The task ->
Apart from the pictures, every line below needs to be reproduced verbatim.

━━━━━━━━━━━━━━━━

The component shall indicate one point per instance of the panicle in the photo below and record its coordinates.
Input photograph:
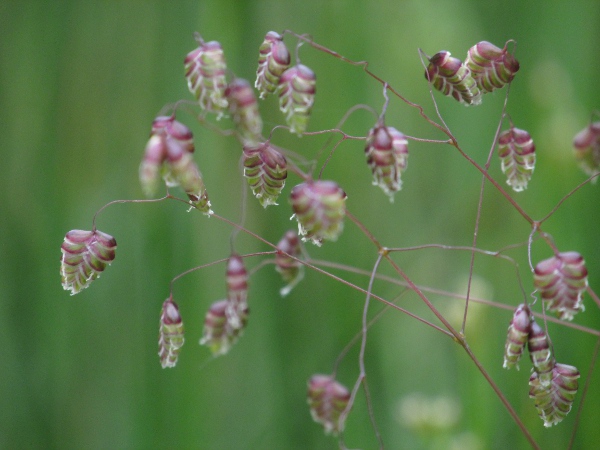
(296, 96)
(265, 170)
(85, 255)
(273, 60)
(491, 67)
(387, 156)
(291, 271)
(562, 279)
(327, 400)
(171, 337)
(518, 334)
(244, 110)
(320, 208)
(205, 69)
(517, 155)
(452, 78)
(553, 401)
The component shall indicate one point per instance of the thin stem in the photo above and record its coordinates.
(153, 200)
(588, 380)
(479, 209)
(459, 338)
(361, 358)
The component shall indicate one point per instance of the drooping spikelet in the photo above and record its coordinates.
(273, 60)
(518, 334)
(205, 69)
(265, 169)
(554, 400)
(170, 338)
(296, 96)
(562, 279)
(244, 110)
(327, 400)
(291, 271)
(517, 155)
(452, 78)
(169, 152)
(587, 149)
(540, 353)
(491, 67)
(387, 156)
(85, 255)
(320, 208)
(218, 334)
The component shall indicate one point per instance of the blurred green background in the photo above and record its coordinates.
(80, 83)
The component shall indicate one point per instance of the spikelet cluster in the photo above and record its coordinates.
(387, 156)
(320, 208)
(485, 69)
(491, 67)
(273, 60)
(552, 385)
(327, 400)
(205, 69)
(296, 96)
(244, 110)
(85, 255)
(452, 78)
(291, 270)
(265, 170)
(170, 338)
(587, 148)
(517, 155)
(169, 153)
(562, 279)
(226, 319)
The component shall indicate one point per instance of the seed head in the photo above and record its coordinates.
(273, 60)
(85, 255)
(319, 208)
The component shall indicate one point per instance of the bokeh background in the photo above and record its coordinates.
(80, 83)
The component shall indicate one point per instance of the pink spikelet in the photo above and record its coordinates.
(452, 78)
(237, 291)
(320, 208)
(291, 270)
(170, 338)
(265, 170)
(587, 149)
(540, 353)
(169, 152)
(243, 107)
(327, 400)
(85, 255)
(517, 155)
(218, 334)
(517, 337)
(553, 401)
(273, 60)
(297, 96)
(491, 67)
(387, 157)
(205, 69)
(561, 280)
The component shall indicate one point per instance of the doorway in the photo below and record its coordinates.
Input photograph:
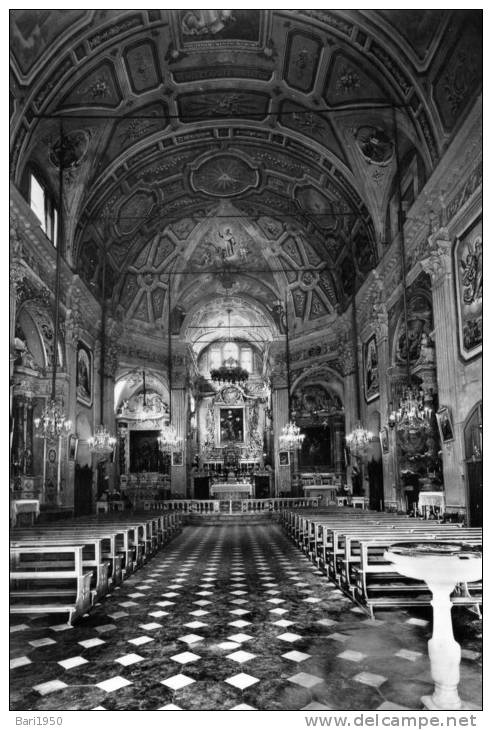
(474, 470)
(82, 497)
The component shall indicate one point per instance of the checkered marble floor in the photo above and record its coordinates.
(231, 618)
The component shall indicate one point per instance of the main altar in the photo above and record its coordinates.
(231, 490)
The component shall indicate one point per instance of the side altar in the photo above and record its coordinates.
(232, 490)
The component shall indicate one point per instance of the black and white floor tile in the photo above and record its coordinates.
(231, 618)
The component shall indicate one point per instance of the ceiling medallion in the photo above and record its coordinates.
(223, 176)
(375, 145)
(70, 149)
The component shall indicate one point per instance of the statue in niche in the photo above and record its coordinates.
(472, 274)
(203, 22)
(24, 357)
(375, 145)
(229, 246)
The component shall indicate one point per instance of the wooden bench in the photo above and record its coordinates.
(46, 579)
(377, 584)
(92, 557)
(110, 548)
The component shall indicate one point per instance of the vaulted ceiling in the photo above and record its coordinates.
(239, 153)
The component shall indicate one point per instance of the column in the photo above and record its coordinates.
(338, 435)
(71, 339)
(380, 325)
(280, 417)
(110, 367)
(179, 420)
(346, 361)
(449, 371)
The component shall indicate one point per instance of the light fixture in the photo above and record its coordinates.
(102, 442)
(230, 372)
(291, 437)
(359, 438)
(168, 439)
(414, 412)
(150, 408)
(52, 423)
(416, 408)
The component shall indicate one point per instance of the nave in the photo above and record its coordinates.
(227, 618)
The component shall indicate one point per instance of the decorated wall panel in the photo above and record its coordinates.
(468, 270)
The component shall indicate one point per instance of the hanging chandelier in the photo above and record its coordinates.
(148, 407)
(358, 439)
(52, 423)
(230, 372)
(102, 442)
(291, 437)
(414, 413)
(168, 439)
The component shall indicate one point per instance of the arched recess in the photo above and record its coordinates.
(29, 342)
(317, 406)
(374, 464)
(36, 324)
(474, 467)
(129, 384)
(83, 431)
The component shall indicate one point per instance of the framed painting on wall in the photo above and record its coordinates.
(384, 438)
(371, 369)
(468, 271)
(177, 458)
(283, 458)
(231, 425)
(84, 374)
(73, 443)
(445, 426)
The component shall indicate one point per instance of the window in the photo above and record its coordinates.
(215, 357)
(247, 359)
(230, 350)
(42, 206)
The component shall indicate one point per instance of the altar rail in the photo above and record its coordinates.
(201, 506)
(209, 506)
(277, 504)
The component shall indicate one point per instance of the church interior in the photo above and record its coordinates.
(245, 359)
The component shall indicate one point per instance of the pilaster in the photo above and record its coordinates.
(438, 265)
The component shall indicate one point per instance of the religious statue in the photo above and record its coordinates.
(472, 274)
(203, 22)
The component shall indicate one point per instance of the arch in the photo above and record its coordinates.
(129, 383)
(29, 341)
(333, 378)
(83, 431)
(472, 434)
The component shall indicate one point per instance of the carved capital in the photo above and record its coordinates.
(437, 261)
(111, 359)
(16, 273)
(15, 241)
(346, 358)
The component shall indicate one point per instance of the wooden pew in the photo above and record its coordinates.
(92, 557)
(351, 549)
(52, 590)
(376, 584)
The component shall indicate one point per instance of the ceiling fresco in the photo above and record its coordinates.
(233, 152)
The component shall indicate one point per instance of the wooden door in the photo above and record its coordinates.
(475, 492)
(202, 488)
(82, 498)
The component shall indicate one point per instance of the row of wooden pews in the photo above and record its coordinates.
(350, 548)
(66, 568)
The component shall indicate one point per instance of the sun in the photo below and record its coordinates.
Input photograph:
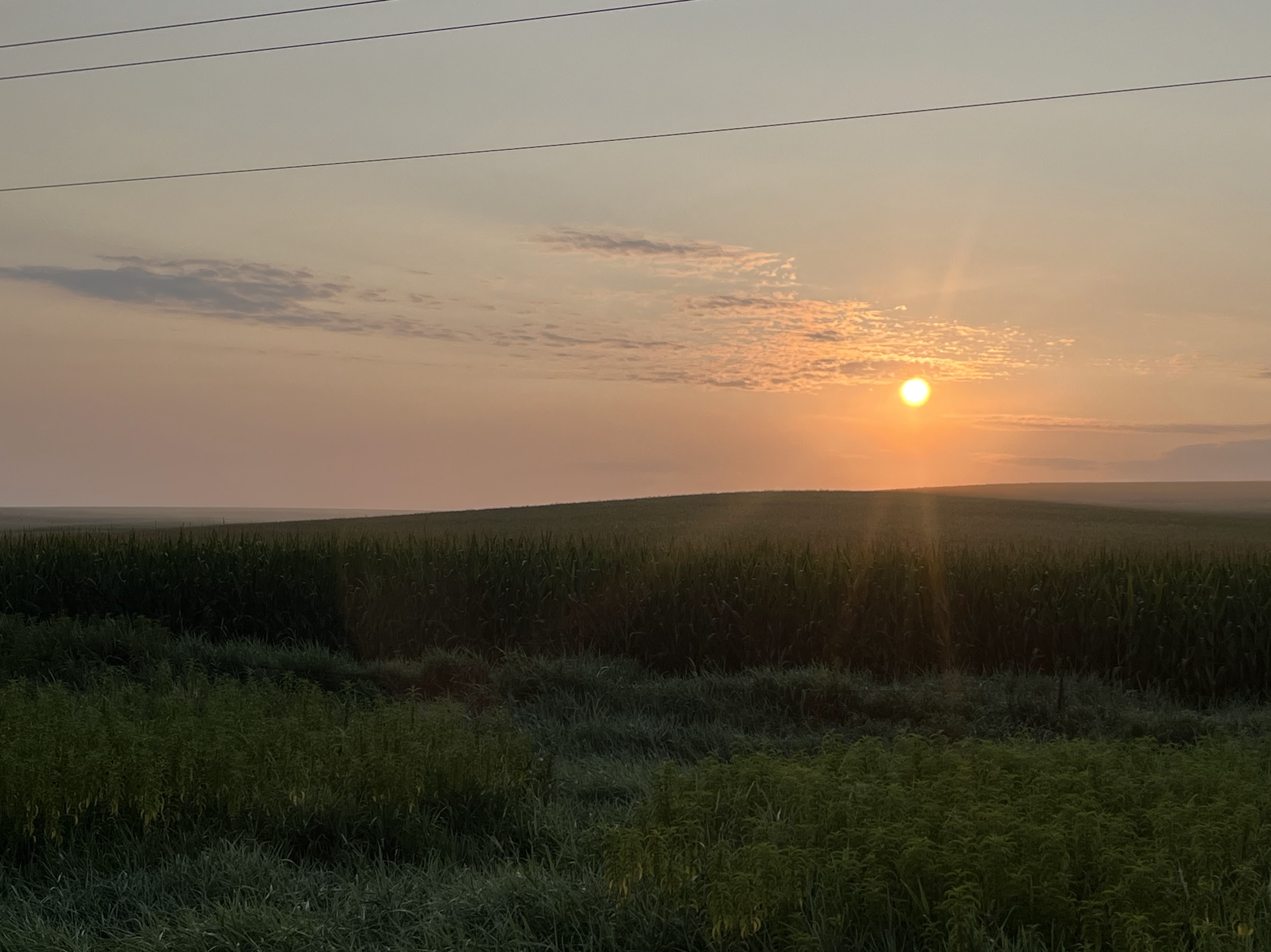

━━━━━━━━━━━━━━━━

Result of this exercise ->
The component shall indicate one point per instance of the panicle in the photo below and record its coordinates.
Input photograph:
(296, 96)
(265, 170)
(85, 255)
(273, 60)
(491, 67)
(387, 156)
(291, 271)
(562, 279)
(327, 400)
(171, 337)
(518, 334)
(244, 110)
(320, 208)
(205, 69)
(517, 155)
(452, 78)
(553, 401)
The component shall indicate one point per instance of the thin stem in the photo above and record its coordinates.
(153, 200)
(588, 380)
(479, 209)
(459, 338)
(361, 358)
The component shall indicate one point per instance of the drooping spikelet in the photo above and record its coordinates.
(273, 60)
(518, 334)
(205, 69)
(265, 169)
(554, 400)
(170, 338)
(296, 96)
(562, 279)
(244, 110)
(327, 400)
(291, 271)
(517, 155)
(452, 78)
(169, 152)
(587, 149)
(540, 353)
(491, 67)
(387, 156)
(85, 255)
(320, 208)
(218, 334)
The component shall indicate one point per instance of the blurred green background in the photo above and record its coordinates.
(80, 83)
The component shall indicate one point per instance of the spikelet cluster in the photo above and record its coordinates.
(387, 156)
(320, 208)
(485, 69)
(491, 67)
(273, 60)
(552, 385)
(327, 400)
(205, 69)
(296, 96)
(244, 110)
(85, 255)
(452, 78)
(291, 270)
(265, 170)
(170, 338)
(587, 148)
(517, 155)
(169, 153)
(562, 279)
(226, 319)
The component shall indicate one point per instance of the seed head in the photo above and record its coordinates.
(273, 60)
(85, 255)
(319, 208)
The component shall indicate one point per instance of the bokeh background in the photo above and record its coordinates.
(80, 83)
The component shall indicate one point per instance of the pink spikelet in the photo above and record its coordinates.
(452, 78)
(237, 291)
(320, 208)
(291, 270)
(170, 338)
(265, 170)
(587, 149)
(540, 353)
(169, 152)
(243, 107)
(327, 400)
(85, 255)
(517, 155)
(218, 334)
(517, 337)
(553, 401)
(273, 60)
(297, 96)
(491, 67)
(387, 157)
(205, 69)
(561, 280)
The component shall indicate one point per instance of the doorway in the photo below and record its coordinates.
Input photograph:
(474, 470)
(82, 497)
The component shall indicate one point per instance of the checkered marble floor in the photo above and record its coordinates.
(231, 618)
The component shall indicate one point per instance of the main altar in the photo above and record its coordinates.
(231, 490)
The component shall indicate one point per instance of the side altar in the photo above and record its coordinates.
(232, 490)
The component shall indicate one point per instance of the black and white floor tile in the photo above and record its coordinates.
(231, 618)
The component shall indicate one point per instance of the ceiling medallion in the photo above and record its coordinates.
(223, 176)
(375, 145)
(70, 149)
The component shall indicate one point per instance of the statue in niche in the photo above and record its coordinates.
(472, 274)
(203, 22)
(24, 357)
(375, 145)
(229, 246)
The component shall indicate one point per instance of the wooden bench in the photo above and record its coordinates.
(46, 579)
(377, 584)
(92, 557)
(110, 548)
The component shall indicate one point per instance of the vaulted ceiling in the photo above and record its coordinates.
(239, 153)
The component shall indicate one point per instance of the column in the photo above and record its coordinates.
(338, 435)
(71, 339)
(380, 325)
(280, 417)
(110, 367)
(179, 420)
(346, 361)
(449, 371)
The component shall indicate one point per instance of the light fixture in the photo above and record its coordinates.
(102, 442)
(230, 372)
(291, 437)
(359, 438)
(168, 439)
(414, 412)
(150, 408)
(52, 423)
(416, 408)
The component shall indicate one point per instance of the nave in the photo above and record its coordinates.
(227, 618)
The component shall indicate one point per instance of the decorated wall panel in the photo above and record its coordinates.
(468, 270)
The component shall indicate one point per instance of the hanging chandelier in the photo above and record its coordinates.
(148, 407)
(358, 439)
(52, 423)
(230, 372)
(102, 442)
(291, 437)
(414, 413)
(168, 439)
The component shall indicate one point per instance of the arched recess in the photo above and record its coordinates.
(29, 342)
(317, 406)
(374, 464)
(36, 324)
(474, 467)
(129, 384)
(83, 431)
The component shall indicate one point per instance of the framed painting on wall in the photo above and record its coordinates.
(384, 438)
(371, 369)
(468, 271)
(177, 458)
(283, 458)
(231, 425)
(84, 374)
(73, 443)
(445, 426)
The component shall indicate one point per instance of the window in the photo above and record its coordinates.
(215, 357)
(247, 359)
(230, 350)
(42, 206)
The component shall indicate one point per instance of the altar rail in the photo above and record its coordinates.
(201, 506)
(209, 506)
(277, 504)
The component shall indicate one point per instance of the church interior in the photo above and record its coordinates.
(245, 359)
The component shall indicate one point per instance of the pilaster in the photo above and record its coordinates.
(438, 265)
The component shall indicate one point per instance of the religious statue in the photo above and record its coordinates.
(472, 274)
(203, 22)
The component shall indicate one point per instance of the arch in the photo above and record its coordinates.
(129, 383)
(29, 341)
(333, 378)
(83, 431)
(472, 434)
The component shall indicate one point per instance of the carved capital in the photo above and record its coordinates.
(437, 261)
(111, 359)
(16, 273)
(15, 241)
(346, 358)
The component shall indicate one point per instance of the wooden pew in the photo above and record its coordinates.
(92, 557)
(351, 549)
(52, 590)
(376, 584)
The component shall indicate one point per instance of the ceiling fresco in the photo above and record its coordinates.
(233, 152)
The component shall indicate one point per instance of the wooden door in the photo above and record its coordinates.
(475, 492)
(202, 488)
(82, 498)
The component shall indicate one point per instance of the row of wooden pews in the photo above and record its coordinates.
(350, 548)
(66, 568)
The component shall indicate one point per instance of the sun in the photo below and record its coordinates.
Input photograph:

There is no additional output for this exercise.